YOUR INSTRUCTIONS.
Set down word for word the part of the cruise industry panel summary that opens with "Royal Caribbean's innovation" and closes with "over 10 years.".

This ITB Berlin 2026 panel titled 'Growth, Saturation, Segmentation – Cruise Industry Between Boom and Balance' brought together three senior executives from major cruise lines — Felix Eichhorn (President, AIDA Cruises), Kevin Bubolz (VP/MD Europe & MEA, Norwegian Cruise Line), and Ben Griffiths (VP/MD EMA, Royal Caribbean) — moderated by Georg Ehrmann (National Director, CLIA Germany). The discussion opened with a brief acknowledgment of geopolitical tensions in the Middle East, with Griffiths noting Royal Caribbean had no ships in the region at the time and emphasizing crew safety as the primary concern.
On market demand and growth limits, the panel consensus was that the cruise industry faces no near-term ceiling. Bubolz cited UNWTO data showing cruise represents only approximately 2.5% of global leisure travel, underlining the vast untapped market. Eichhorn highlighted that Germany is the world's second-largest cruise market (behind the US, surpassing the UK over a decade ago), with approximately 3 million Germans cruising annually — roughly half on AIDA ships — and projected growth to 4 million guests in the coming years. The binding constraint on growth is shipyard capacity: new vessels take 4–6 years to build and total industry capacity is constrained to approximately 5% annual growth, which the panelists viewed as a stabilizing force rather than a problem.
Royal Caribbean's innovation strategy was described as layered — not purely scale-driven. Griffiths noted the company had recently carried its 100-millionth passenger and operates ships accommodating up to 7,500 guests, but emphasized neighborhood-based ship design to maintain a high-quality customer experience at scale. A major strategic shift involves expanding private destinations: from 2 today to 8 by end of 2028, moving the brand further into the broader travel space. A notable example given was a recently opened beach club in the Bahamas (opened December 2024), with 49% local Bahamian ownership and an expected $1 billion economic impact over 10 years.

DATA ROWS.
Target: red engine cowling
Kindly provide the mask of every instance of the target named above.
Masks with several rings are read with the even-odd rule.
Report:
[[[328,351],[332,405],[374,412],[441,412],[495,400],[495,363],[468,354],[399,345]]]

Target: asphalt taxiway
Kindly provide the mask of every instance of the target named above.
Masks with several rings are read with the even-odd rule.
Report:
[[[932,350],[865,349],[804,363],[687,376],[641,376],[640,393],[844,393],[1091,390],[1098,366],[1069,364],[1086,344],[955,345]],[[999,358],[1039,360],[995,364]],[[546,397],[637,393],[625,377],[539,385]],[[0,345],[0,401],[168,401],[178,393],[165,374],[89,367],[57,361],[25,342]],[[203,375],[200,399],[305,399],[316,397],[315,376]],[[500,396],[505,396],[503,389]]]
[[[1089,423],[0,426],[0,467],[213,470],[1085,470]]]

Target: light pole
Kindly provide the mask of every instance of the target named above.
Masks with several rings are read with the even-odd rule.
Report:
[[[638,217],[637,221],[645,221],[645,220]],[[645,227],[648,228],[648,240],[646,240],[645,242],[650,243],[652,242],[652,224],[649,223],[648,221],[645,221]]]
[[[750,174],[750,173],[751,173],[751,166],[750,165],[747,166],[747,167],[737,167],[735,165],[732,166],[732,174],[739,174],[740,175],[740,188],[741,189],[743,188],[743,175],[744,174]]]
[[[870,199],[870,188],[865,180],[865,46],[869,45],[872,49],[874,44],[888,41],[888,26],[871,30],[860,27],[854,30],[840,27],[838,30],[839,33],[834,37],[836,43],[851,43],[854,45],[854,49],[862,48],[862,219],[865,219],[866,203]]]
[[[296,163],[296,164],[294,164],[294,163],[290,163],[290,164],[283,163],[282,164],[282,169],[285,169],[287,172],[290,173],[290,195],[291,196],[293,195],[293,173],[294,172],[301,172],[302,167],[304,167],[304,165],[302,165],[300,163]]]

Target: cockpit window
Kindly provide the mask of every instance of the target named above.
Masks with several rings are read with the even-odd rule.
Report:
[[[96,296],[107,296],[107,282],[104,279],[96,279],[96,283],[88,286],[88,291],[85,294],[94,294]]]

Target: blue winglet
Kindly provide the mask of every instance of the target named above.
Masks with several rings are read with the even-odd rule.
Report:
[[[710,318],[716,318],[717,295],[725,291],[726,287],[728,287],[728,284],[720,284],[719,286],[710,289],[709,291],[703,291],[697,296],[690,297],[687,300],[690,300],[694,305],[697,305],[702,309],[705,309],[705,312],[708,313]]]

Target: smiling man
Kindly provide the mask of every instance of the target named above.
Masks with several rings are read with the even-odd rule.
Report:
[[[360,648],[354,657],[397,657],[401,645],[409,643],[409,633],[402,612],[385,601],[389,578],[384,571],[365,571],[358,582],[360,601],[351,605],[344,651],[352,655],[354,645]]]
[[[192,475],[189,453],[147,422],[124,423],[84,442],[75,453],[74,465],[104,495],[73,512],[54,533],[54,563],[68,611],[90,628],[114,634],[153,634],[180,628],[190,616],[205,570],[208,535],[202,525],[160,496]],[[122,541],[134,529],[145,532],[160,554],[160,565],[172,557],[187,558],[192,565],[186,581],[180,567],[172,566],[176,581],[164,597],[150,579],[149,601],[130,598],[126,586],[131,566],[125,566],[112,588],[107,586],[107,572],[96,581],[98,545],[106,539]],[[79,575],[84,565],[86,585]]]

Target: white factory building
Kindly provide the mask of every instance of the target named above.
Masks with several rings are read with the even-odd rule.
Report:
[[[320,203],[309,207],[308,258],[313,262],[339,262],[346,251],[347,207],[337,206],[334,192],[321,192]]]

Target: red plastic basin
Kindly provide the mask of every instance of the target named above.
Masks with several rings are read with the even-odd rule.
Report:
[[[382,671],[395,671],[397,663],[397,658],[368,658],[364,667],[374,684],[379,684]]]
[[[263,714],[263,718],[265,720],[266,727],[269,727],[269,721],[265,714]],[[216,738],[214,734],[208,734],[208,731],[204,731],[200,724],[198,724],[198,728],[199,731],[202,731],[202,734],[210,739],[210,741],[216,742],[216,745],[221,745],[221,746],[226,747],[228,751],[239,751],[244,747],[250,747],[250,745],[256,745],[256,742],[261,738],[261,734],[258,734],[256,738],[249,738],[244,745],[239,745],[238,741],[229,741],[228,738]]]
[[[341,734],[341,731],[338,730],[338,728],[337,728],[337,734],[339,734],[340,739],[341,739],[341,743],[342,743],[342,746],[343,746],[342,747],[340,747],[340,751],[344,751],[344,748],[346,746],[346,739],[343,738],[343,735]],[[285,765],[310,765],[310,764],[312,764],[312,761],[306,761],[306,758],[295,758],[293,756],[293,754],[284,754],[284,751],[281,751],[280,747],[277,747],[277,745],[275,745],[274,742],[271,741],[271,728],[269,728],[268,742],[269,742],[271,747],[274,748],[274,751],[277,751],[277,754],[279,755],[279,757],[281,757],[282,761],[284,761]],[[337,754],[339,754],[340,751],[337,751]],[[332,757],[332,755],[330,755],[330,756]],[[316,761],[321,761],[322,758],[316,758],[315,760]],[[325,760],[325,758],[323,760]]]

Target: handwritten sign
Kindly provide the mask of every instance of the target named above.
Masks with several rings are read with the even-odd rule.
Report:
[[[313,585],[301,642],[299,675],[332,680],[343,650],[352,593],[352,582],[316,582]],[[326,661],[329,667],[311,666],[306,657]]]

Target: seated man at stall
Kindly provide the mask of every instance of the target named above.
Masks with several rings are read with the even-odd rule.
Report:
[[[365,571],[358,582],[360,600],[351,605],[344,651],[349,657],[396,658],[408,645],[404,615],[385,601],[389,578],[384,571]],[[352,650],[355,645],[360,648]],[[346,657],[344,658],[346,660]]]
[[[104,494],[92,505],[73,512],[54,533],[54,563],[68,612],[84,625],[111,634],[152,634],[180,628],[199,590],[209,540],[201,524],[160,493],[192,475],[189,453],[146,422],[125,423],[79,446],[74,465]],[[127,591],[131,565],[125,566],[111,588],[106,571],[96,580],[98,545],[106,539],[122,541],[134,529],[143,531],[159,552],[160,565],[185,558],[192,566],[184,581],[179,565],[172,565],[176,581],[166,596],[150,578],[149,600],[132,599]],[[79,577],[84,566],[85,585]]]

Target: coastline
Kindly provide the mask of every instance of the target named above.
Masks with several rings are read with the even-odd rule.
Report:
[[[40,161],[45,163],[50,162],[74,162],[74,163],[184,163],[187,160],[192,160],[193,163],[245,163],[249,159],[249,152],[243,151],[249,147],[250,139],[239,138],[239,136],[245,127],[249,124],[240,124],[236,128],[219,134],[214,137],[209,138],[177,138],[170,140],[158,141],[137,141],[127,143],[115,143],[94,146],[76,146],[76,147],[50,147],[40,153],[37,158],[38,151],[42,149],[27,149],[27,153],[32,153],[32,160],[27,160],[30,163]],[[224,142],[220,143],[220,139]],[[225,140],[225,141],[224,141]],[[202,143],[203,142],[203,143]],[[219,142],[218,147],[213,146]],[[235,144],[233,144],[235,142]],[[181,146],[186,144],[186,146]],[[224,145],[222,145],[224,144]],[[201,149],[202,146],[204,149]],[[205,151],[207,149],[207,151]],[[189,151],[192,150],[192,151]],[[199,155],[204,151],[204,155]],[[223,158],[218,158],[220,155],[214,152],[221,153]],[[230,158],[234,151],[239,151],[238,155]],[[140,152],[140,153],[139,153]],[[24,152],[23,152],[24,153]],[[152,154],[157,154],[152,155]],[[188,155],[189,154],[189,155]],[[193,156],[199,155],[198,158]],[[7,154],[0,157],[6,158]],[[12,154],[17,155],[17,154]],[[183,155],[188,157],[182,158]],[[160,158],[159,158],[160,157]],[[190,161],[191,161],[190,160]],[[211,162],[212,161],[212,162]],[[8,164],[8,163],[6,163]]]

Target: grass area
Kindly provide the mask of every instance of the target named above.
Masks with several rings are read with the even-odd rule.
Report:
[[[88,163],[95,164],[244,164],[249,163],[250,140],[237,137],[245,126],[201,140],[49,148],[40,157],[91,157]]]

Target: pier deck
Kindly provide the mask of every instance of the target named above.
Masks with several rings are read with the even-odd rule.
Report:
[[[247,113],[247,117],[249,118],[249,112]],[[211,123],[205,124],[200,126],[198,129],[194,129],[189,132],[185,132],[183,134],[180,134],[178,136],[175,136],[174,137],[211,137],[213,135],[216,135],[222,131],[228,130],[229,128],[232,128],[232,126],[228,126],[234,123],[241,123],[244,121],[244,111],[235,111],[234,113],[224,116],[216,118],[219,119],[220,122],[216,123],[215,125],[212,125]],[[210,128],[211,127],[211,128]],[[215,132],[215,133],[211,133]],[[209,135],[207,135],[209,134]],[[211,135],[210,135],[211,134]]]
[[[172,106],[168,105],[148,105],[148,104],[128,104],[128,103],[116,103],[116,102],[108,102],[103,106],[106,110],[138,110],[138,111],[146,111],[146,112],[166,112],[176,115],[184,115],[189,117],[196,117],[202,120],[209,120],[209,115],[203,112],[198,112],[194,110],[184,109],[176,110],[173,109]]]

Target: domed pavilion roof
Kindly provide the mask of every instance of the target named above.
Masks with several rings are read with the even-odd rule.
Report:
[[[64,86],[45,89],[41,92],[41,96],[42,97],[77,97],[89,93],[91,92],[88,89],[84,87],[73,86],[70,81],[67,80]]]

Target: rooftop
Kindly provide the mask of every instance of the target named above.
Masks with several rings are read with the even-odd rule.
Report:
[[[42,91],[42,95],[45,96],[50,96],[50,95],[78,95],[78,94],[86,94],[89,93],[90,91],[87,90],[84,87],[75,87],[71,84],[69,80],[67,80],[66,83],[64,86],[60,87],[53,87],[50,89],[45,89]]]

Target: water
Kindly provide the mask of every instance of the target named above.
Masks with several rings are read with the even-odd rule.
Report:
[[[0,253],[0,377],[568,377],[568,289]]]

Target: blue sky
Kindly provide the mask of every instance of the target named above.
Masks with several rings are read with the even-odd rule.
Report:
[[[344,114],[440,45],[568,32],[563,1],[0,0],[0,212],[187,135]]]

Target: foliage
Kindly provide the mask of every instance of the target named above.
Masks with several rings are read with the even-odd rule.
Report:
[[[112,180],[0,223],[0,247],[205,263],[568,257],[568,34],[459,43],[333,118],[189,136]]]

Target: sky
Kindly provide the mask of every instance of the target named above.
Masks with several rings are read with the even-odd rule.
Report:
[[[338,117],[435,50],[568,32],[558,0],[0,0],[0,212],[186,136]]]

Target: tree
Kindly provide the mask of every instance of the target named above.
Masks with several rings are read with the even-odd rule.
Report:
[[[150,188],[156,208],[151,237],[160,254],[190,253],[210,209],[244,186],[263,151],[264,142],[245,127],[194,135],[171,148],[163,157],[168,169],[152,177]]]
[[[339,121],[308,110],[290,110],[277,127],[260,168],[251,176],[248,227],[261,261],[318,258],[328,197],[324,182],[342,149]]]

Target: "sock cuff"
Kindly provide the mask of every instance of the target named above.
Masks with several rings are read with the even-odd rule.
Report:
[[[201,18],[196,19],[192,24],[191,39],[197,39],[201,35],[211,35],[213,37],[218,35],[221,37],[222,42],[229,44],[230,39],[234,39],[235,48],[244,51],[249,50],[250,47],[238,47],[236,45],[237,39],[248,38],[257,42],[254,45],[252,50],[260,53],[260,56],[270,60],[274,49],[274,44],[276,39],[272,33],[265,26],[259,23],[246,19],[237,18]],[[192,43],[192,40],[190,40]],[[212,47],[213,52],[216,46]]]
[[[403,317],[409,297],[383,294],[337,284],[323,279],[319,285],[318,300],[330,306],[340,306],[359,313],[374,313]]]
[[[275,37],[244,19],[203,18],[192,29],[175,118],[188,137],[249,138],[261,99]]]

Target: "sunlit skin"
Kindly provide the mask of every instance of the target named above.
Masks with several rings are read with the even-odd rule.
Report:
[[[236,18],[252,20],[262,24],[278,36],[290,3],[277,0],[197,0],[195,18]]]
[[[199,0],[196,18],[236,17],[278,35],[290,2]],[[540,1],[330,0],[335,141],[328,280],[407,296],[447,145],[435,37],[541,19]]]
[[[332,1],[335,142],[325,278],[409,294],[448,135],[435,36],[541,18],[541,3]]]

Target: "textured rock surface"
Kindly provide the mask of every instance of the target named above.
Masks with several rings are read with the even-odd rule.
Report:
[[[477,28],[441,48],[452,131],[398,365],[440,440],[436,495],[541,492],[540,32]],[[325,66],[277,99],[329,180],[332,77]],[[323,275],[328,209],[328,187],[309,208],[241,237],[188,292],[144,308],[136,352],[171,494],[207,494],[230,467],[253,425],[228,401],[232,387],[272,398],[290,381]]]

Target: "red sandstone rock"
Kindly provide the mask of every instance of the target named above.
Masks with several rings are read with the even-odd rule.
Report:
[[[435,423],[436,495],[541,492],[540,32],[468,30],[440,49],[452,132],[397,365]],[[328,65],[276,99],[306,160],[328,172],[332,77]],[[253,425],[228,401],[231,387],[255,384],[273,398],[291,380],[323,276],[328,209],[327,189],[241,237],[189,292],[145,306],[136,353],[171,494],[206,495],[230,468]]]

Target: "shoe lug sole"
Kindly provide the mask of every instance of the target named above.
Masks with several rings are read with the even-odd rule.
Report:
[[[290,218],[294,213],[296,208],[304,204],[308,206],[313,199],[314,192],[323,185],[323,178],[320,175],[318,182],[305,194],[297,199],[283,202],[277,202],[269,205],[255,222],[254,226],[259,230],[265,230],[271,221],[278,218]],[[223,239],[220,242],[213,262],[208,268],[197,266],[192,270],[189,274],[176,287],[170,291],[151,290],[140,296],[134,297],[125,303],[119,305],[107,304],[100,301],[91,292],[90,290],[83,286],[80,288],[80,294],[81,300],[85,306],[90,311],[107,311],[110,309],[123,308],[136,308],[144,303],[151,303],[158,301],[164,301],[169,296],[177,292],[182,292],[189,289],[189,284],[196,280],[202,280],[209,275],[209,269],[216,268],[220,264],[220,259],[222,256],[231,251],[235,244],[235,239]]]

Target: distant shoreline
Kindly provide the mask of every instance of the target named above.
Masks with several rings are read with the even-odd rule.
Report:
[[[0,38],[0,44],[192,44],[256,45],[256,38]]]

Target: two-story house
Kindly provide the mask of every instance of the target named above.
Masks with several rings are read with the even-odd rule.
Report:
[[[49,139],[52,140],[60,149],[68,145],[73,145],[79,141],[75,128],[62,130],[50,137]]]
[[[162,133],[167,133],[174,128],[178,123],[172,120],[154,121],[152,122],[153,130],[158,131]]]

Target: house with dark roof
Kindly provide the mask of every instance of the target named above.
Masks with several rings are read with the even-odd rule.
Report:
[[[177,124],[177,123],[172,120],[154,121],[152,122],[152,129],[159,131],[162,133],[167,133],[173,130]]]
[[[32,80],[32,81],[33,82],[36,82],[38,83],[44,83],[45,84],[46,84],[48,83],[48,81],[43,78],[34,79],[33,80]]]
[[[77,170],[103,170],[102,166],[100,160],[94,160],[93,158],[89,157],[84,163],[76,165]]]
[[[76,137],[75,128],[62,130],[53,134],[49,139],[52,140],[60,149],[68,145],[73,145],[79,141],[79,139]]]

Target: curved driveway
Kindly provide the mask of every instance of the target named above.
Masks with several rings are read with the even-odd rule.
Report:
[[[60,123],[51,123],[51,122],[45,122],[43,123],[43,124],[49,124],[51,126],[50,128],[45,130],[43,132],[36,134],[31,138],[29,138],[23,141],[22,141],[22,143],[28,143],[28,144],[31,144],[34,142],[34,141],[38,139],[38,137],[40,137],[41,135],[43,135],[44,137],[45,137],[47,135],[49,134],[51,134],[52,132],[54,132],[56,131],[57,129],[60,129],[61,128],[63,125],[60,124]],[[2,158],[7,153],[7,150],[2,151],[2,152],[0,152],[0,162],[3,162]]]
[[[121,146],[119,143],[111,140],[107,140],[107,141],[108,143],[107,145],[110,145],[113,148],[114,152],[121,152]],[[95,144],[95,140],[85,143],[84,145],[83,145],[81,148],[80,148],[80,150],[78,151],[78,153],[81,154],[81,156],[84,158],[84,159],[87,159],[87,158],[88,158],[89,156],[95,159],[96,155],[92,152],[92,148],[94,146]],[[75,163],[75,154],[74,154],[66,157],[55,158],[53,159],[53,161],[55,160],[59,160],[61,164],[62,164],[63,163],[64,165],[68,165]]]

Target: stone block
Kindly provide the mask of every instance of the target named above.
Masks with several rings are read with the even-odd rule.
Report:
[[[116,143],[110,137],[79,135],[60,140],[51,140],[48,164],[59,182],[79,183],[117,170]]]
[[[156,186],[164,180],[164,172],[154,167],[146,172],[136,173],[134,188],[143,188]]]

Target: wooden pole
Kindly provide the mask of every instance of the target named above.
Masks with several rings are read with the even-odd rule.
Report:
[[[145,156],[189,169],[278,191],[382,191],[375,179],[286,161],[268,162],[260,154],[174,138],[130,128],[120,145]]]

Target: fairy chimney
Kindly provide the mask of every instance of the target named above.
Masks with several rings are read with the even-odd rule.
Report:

COMPLETE ANSWER.
Royal Caribbean's innovation strategy was described as layered — not purely scale-driven. Griffiths noted the company had recently carried its 100-millionth passenger and operates ships accommodating up to 7,500 guests, but emphasized neighborhood-based ship design to maintain a high-quality customer experience at scale. A major strategic shift involves expanding private destinations: from 2 today to 8 by end of 2028, moving the brand further into the broader travel space. A notable example given was a recently opened beach club in the Bahamas (opened December 2024), with 49% local Bahamian ownership and an expected $1 billion economic impact over 10 years.